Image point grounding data
>>

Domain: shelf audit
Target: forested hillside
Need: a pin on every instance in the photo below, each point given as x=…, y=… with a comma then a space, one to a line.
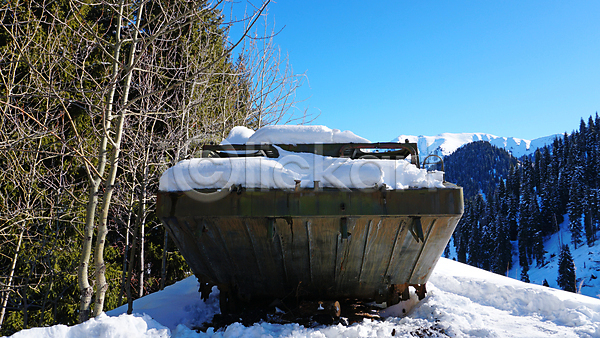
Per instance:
x=529, y=202
x=478, y=167
x=96, y=101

<<

THE TASK: From the first line to the last, set down the records word for word and drop the images.

WRITTEN ANSWER:
Domain: shelf audit
Target: forested hillside
Need: a pin on every instance in the photo below, each point given as x=…, y=… with a comma then a space, one to a line.
Per instance:
x=529, y=202
x=478, y=167
x=96, y=101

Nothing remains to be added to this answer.